[[ Records shown, beginning ]]

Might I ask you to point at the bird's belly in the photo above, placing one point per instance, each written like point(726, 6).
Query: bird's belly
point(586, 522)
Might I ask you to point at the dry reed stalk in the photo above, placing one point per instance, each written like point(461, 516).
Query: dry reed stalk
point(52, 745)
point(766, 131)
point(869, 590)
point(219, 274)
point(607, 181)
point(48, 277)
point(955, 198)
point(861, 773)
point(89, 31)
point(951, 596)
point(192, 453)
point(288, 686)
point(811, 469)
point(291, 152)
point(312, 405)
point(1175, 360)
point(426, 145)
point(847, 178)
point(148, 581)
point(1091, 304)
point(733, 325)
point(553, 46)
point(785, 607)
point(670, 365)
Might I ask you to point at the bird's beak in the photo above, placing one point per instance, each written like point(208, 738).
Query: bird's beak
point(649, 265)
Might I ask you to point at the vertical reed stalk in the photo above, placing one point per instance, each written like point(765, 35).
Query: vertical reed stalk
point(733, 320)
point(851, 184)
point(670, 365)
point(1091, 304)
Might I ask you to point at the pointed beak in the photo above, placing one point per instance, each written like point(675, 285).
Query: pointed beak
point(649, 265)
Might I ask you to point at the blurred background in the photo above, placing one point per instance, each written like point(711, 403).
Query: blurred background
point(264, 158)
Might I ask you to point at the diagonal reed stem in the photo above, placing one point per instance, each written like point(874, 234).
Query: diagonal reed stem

[[ Records shown, end ]]

Exercise description :: Throughout the data above, copy all lines where the word "stem" is found.

Expected answer ::
Might I ask you to point at the diagonal reed stem in the photo above, placing one point per instance, each written like point(874, 234).
Query: diagonal reed stem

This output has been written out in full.